Given request :: Put every line of the material below into a numbered list, skipping any blank lines. Leave the pictures out of your answer.

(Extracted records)
########################################
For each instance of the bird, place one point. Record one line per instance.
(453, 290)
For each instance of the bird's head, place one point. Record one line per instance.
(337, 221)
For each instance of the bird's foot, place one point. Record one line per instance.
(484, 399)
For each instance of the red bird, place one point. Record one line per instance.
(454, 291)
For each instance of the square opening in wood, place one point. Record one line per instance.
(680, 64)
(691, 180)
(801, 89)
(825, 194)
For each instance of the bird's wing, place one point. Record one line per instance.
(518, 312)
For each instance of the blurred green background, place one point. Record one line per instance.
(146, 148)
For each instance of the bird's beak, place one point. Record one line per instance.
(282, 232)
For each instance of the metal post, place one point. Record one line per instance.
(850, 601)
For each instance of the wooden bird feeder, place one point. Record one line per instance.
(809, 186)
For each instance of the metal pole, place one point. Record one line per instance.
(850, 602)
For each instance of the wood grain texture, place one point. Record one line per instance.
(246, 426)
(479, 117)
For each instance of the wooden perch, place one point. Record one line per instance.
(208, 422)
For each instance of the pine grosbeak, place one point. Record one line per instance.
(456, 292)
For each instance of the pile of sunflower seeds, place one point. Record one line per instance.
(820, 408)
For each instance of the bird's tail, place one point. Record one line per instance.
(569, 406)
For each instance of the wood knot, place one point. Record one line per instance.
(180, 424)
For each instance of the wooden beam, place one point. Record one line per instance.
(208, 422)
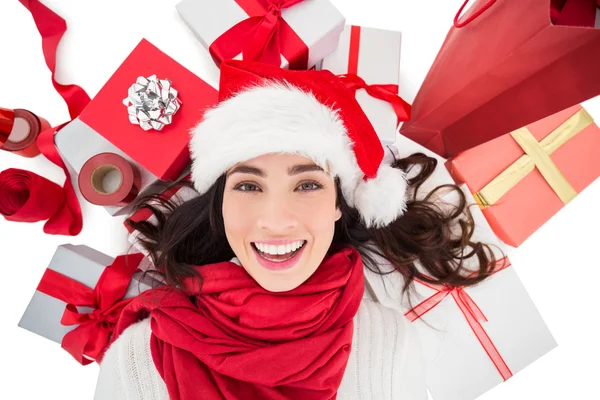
########################################
Result of this task ::
1. For each instance of the bird, place one point. Record one line per instance.
2. (453, 290)
3. For each instance of the bird's head, place one point. Record one line per instance.
4. (337, 221)
5. For each instance of the bird's foot, place one point. Record one line per instance.
6. (484, 399)
7. For each instance of the red bird, place one point. Record one line per instance.
8. (454, 291)
9. For each instance of the square opening in wood, place one point. Record one line per instance.
10. (680, 64)
11. (691, 180)
12. (801, 89)
13. (825, 194)
14. For each instance of the bird's wing, place one point. Record one line per instance.
15. (518, 312)
16. For each instance of the blurred green background, place one point. Record one line per instance.
17. (146, 148)
18. For each instance of the bird's beak, place one point. Record one line per instance.
19. (282, 232)
20. For each instance of the metal post, place one point. Record one line per instance.
21. (850, 601)
22. For each instance of the wooden bird feeder, place one point. Record one line per instance.
23. (809, 186)
24. For each instance of the metal pole, place one point. Record one line per instance.
25. (850, 602)
26. For each instance of the wood grain texture, place one point. Record one line per instance.
27. (246, 426)
28. (479, 117)
29. For each instance of the wooden perch, place one point. Record one line per instance.
30. (208, 422)
31. For each instance of the pine grosbeak, place one point. Record one line per instance.
32. (456, 292)
33. For each instance of the pile of sunflower seeds, place one point. Record one line per instance.
34. (820, 408)
35. For each instance of the bird's tail, place one point. Record one line per instance.
36. (569, 406)
37. For each instance of the wood knot, place one point. Record one line per instance.
38. (180, 424)
39. For each instance of the wooden beam, place one point. Record one line per instance.
40. (208, 422)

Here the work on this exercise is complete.